Planteamiento del problema:
Responde estas preguntas con base en la columna sobre el Centro:
1. ¿En qué esquina estaba la antigua cantina que se recuerda?
2. ¿Qué banco estaba contra esquina de esa cantina?
3. ¿Qué edificio se estaba terminando en el 26?

==== Fragmento del texto ====

EDITORIAL Caricatura editorial columnas editorial

Pequeñeces/El pasado

Emilio Herrera

Lo que pasa es que cuando voy al Centro veo en él cosas que los otros no ven, pero que están allí, muertas de calor o de frío, esperando a que un día llegue yo y las vuelva a ver y entonces como que sonríen sabiéndose vivas otra vez.

Yo vuelvo a ver, por ejemplo, en la esquina de Juárez y Cepeda la antigua cantina, quizá Coahuila, ¿qué más da el nombre si ambos nos recordamos?, ella con aquellas su barra y contrabarra de película, con grandes espejos belgas en los que me sigo viendo sentado encima de la primera con un refresco al lado que no tiene que ser y no es Coca, sino cerveza de raíz cuya etiqueta muestra un brazo doblado, haciendo “conejo”? El piso de grandes mosaicos negros y blancos y la plática de viejos conocidos entre el cantinero y mi tío como que concuerdan en medio de un silencio que a aquella hora, acaso las 11 de la mañana, no rompía el ruido callejero de los coches de sitio de caballos apostados en sus lugares de la Plaza de Armas.

Contra esquina de esta cantina estaba el Banco de la Laguna y enfrente de ella el negocio mercantil de don Pedro Jaik que por las mañanas no abría antes de dar, en plan de ejercicio, unas cuentas vueltas a la plaza, en tanto mujeres enrebozadas la atravesaban unas de regreso de las misas de siete y los hombres en pos de sus trabajos comerciales.

En el 26 se estaba terminando el Edificio Arocena, que así cerraba, orgullosamente, nuestra principal manzana del Centro en la que la cantera campea por sus respetos. Las calles todavía no conocían el pavimento y fuera de las banquetas, todo era tierra y más tierra, polvo y más polvo. Por eso nuestras polvaredas fueron terribles y los visitantes que les tocaba una en suerte no querían saber más ni de ellas, ni de nosotros.

==== Datos proporcionados ====

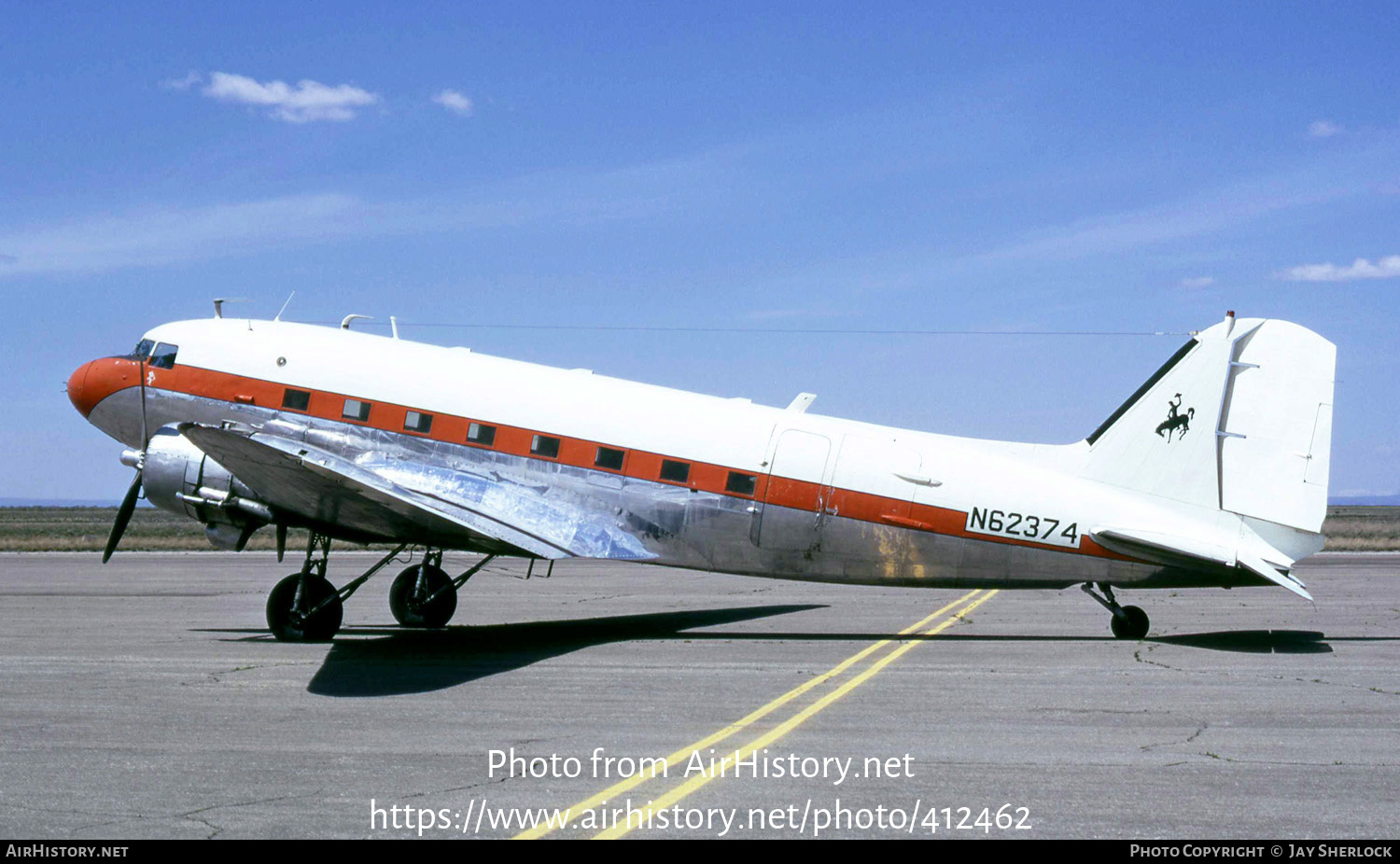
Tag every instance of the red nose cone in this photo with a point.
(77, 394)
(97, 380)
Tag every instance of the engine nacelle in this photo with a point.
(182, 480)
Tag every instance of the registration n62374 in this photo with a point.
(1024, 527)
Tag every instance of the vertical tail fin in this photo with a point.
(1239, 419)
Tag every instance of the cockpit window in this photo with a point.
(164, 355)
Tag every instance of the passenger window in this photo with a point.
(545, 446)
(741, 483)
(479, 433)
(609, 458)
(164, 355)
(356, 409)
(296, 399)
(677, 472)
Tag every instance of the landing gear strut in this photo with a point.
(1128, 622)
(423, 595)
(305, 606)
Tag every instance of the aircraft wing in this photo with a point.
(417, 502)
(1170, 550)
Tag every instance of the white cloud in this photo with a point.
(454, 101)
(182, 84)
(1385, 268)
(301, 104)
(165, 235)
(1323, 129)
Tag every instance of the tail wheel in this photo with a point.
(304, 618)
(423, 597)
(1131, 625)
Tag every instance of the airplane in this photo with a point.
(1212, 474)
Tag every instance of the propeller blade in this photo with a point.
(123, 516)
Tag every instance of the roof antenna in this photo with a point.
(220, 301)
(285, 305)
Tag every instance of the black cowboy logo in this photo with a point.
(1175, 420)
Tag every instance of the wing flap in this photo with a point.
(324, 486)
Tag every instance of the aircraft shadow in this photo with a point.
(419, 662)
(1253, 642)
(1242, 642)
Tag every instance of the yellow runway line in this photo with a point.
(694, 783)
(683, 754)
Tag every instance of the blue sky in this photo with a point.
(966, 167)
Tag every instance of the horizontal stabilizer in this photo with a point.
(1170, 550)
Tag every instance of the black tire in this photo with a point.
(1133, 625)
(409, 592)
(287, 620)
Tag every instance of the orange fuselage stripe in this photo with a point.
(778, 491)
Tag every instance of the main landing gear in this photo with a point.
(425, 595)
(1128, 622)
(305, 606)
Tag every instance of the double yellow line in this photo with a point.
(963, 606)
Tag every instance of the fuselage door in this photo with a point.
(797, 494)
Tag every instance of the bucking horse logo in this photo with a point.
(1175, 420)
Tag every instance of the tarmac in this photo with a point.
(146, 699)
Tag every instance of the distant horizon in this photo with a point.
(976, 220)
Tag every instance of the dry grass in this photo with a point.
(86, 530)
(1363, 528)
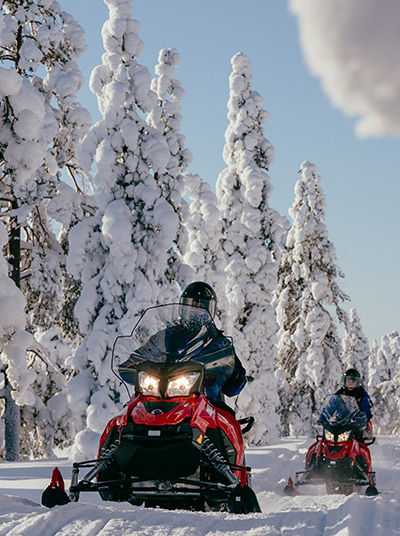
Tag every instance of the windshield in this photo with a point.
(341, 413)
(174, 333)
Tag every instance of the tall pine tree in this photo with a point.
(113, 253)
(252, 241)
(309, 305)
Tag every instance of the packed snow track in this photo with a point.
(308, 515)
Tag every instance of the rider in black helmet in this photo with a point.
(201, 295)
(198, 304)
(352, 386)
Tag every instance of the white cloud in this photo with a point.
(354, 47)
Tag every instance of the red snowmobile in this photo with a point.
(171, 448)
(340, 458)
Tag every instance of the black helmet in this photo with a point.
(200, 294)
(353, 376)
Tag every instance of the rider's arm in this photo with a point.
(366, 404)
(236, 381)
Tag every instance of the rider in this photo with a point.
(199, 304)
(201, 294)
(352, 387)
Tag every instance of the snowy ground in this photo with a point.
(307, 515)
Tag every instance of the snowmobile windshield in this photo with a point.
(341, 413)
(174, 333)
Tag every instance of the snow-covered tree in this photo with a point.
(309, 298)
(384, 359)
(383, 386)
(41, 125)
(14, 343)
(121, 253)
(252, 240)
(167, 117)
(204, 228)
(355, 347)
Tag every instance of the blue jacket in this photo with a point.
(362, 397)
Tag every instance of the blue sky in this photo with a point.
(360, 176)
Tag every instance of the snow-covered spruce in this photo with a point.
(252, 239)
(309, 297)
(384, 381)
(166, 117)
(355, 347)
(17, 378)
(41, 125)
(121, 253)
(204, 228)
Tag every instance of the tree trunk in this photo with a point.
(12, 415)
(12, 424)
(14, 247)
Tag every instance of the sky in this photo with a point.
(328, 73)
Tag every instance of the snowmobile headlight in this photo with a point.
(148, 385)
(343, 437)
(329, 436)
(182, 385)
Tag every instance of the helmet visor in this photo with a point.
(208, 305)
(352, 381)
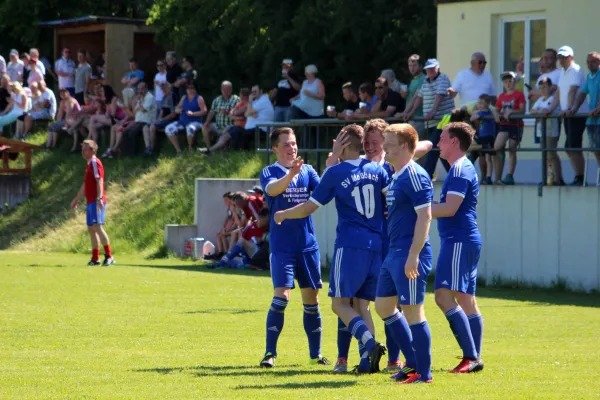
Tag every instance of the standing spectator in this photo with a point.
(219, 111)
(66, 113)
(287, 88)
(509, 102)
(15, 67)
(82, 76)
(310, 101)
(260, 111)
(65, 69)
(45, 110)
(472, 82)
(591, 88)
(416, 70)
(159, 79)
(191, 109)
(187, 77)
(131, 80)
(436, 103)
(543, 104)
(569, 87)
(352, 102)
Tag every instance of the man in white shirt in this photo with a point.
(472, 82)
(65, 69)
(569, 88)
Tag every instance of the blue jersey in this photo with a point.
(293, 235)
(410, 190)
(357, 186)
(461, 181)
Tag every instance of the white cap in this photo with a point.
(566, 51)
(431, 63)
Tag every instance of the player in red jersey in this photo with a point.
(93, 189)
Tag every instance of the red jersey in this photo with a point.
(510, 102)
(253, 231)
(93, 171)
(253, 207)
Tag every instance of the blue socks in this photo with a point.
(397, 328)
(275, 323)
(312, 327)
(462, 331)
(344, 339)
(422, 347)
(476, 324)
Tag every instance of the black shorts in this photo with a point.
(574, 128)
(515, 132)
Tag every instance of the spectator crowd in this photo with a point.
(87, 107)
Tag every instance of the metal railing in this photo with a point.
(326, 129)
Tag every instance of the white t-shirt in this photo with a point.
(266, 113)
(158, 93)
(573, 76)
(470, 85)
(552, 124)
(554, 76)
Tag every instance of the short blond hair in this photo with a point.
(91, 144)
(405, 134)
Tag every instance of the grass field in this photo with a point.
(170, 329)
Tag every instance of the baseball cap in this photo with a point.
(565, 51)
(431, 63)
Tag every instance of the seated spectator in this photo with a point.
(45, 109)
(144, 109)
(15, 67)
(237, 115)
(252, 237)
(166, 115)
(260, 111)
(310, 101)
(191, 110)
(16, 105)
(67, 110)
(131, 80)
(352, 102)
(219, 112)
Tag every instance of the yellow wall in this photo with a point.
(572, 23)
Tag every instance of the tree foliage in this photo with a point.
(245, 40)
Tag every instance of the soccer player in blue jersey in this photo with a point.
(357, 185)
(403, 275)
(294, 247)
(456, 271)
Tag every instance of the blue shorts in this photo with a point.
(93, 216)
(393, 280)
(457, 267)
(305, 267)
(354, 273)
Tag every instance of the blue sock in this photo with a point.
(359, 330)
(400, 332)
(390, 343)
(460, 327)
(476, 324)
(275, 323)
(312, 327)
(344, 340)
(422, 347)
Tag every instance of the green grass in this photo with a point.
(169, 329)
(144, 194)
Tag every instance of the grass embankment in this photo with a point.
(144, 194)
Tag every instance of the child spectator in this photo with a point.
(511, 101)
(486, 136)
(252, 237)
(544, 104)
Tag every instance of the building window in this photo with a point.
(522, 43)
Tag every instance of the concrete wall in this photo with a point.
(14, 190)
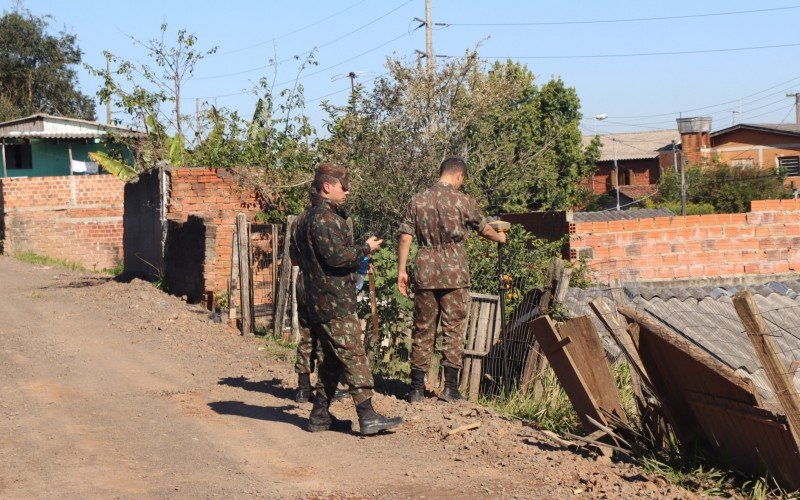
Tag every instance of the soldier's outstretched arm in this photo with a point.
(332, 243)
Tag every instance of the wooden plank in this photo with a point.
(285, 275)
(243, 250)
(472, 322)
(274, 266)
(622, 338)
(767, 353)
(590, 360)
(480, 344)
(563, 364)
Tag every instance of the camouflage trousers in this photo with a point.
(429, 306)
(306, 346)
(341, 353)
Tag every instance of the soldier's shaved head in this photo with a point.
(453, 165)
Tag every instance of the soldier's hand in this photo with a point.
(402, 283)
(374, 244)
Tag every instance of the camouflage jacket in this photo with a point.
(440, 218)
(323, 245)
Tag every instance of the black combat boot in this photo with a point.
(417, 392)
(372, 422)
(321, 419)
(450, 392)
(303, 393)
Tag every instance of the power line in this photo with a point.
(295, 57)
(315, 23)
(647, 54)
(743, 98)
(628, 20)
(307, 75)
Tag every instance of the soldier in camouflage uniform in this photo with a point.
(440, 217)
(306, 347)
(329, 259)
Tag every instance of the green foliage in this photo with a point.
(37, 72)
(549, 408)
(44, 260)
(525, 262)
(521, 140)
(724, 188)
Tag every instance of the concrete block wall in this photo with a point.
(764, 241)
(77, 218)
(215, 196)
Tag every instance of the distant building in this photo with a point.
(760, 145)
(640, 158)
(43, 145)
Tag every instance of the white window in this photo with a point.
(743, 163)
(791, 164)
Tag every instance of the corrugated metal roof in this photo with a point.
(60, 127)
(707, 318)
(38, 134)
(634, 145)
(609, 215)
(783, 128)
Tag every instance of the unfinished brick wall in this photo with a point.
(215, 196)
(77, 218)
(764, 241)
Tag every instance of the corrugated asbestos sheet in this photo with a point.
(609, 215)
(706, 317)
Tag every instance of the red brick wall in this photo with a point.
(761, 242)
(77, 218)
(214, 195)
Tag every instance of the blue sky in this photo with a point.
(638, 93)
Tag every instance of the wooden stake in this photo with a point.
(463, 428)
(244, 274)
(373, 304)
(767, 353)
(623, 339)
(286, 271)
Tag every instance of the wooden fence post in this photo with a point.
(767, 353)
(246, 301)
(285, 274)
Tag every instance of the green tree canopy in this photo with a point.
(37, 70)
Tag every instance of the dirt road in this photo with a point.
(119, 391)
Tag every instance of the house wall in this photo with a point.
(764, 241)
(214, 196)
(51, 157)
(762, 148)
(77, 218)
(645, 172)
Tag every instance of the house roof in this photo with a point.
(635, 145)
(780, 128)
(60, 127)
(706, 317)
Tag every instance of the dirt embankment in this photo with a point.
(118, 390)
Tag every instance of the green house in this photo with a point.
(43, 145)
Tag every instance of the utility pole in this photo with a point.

====

Respuesta completa:
1. En la esquina de Juárez y Cepeda.
2. El Banco de la Laguna.
3. El Edificio Arocena.